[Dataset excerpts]

# # #

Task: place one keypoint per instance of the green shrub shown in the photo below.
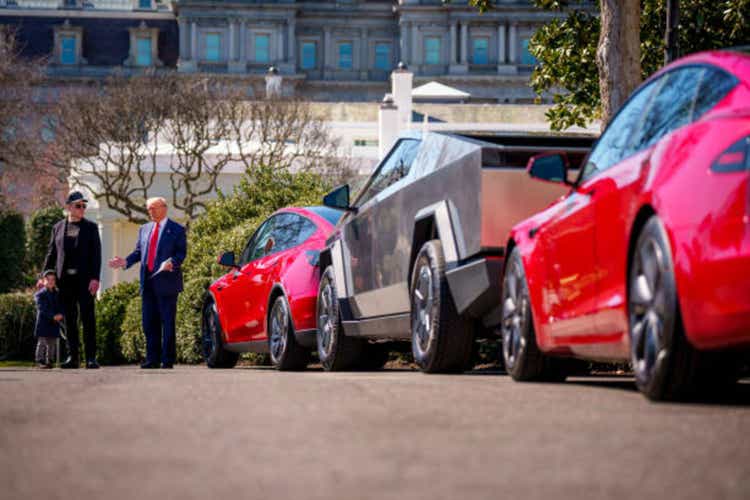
(133, 341)
(110, 314)
(226, 226)
(39, 233)
(17, 317)
(12, 250)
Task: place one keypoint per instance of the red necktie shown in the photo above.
(152, 247)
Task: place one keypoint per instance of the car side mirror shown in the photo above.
(227, 260)
(338, 198)
(550, 167)
(268, 246)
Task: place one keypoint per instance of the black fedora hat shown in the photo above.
(75, 196)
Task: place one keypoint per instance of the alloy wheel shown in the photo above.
(423, 299)
(648, 300)
(279, 329)
(514, 314)
(326, 317)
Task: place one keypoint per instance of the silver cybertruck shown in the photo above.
(419, 253)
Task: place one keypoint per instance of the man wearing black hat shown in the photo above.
(75, 253)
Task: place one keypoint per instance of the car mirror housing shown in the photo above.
(227, 260)
(550, 167)
(338, 198)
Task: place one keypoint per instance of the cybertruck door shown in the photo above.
(392, 235)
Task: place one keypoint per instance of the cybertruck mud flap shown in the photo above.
(475, 285)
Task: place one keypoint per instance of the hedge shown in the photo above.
(12, 250)
(110, 314)
(17, 317)
(39, 232)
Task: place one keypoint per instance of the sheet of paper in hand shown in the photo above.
(161, 268)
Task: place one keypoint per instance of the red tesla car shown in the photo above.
(647, 258)
(266, 302)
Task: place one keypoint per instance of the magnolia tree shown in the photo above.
(117, 139)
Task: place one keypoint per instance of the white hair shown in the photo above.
(156, 199)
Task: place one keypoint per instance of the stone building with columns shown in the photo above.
(330, 50)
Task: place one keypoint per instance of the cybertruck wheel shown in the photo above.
(523, 359)
(285, 352)
(442, 340)
(213, 348)
(666, 366)
(336, 351)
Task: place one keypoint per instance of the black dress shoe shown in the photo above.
(70, 363)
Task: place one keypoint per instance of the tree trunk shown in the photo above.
(618, 55)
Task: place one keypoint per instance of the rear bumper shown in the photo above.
(475, 285)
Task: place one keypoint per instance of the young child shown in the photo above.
(48, 317)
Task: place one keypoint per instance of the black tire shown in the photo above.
(665, 364)
(213, 348)
(442, 340)
(523, 359)
(374, 356)
(336, 351)
(286, 354)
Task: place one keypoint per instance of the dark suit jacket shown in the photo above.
(89, 254)
(172, 245)
(47, 306)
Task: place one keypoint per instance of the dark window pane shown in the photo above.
(612, 146)
(671, 109)
(714, 85)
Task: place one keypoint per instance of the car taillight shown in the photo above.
(736, 158)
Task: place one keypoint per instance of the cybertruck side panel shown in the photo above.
(508, 196)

# # #

> **Task directions**
Every entry above is to be copied verbatim, with the pictures removed.

> **The answer**
Task: place one keypoint per instance of the green shrub shown in the photo below.
(133, 341)
(110, 314)
(226, 226)
(39, 233)
(17, 317)
(12, 250)
Task: place one keypoint per instance of the red necktie shown in the photo above.
(152, 247)
Task: place one keypoint per instance of the car side mirror shown in the photo above.
(227, 260)
(338, 198)
(550, 167)
(268, 246)
Task: place one keypoint per instance of the black fedora hat shown in the photo above.
(75, 196)
Task: place one keypoint per instance of the alloy wheel shown in the photo above.
(423, 299)
(648, 300)
(279, 329)
(514, 314)
(326, 317)
Task: place one keypoint per instance of the silver cybertruck shown in the photo above.
(419, 253)
Task: place one keypoint per instance of the man wearing black hat shown in the photo above.
(75, 253)
Task: place one keypoint per instance of the car mirror housing shown in the photo above.
(227, 260)
(550, 167)
(338, 198)
Task: place one keypoint per instance of the cybertruck door shown in the photo above.
(392, 235)
Task: place one keypoint per instance of the cybertruck mud flap shown in the photo above.
(475, 285)
Task: place one keypoint per instance of the hedge shown in the photo above.
(12, 250)
(110, 314)
(17, 317)
(39, 232)
Task: place one keypoint per instance of the sheet of paper in hand shown in the photo above.
(161, 268)
Task: place one keypoint per instance of the red tesla car shown in the photo above.
(647, 258)
(266, 302)
Task: place one keypoint per instance of the magnolia tree shown in the photo above.
(117, 139)
Task: place one keypoint per instance of the white hair shown in the photo above.
(156, 199)
Task: place one keypoint per instance of the stone building with columns shown in the photo above.
(330, 50)
Task: place one keypoint per instance of the cybertruck wheel shown in the photo above.
(523, 359)
(285, 352)
(442, 340)
(213, 348)
(666, 366)
(336, 351)
Task: place one keypoint per instance of the black dress shoe shown in the photo above.
(70, 363)
Task: place one keypoint per instance of the tree trunk shown in the photo above.
(618, 55)
Task: place one keypoint per instance of the rear bumper shown in the photo above.
(475, 285)
Task: place one keypoint per instance of the young child shown in the photo above.
(48, 317)
Task: place one keypoint per instance of the black tire shown in the photo above.
(665, 364)
(213, 348)
(442, 340)
(523, 359)
(374, 356)
(336, 351)
(286, 354)
Task: place one keypoint per instance of the dark suit jacket shown in the photo above.
(89, 254)
(172, 245)
(47, 306)
Task: place one keypoint per instance of the dark window pane shown in the photo above.
(612, 146)
(671, 109)
(714, 85)
Task: place one keypoint per instance of the car taillight shown in the photo above.
(736, 158)
Task: place one keypoint per instance of the cybertruck side panel shown in the photo above.
(508, 196)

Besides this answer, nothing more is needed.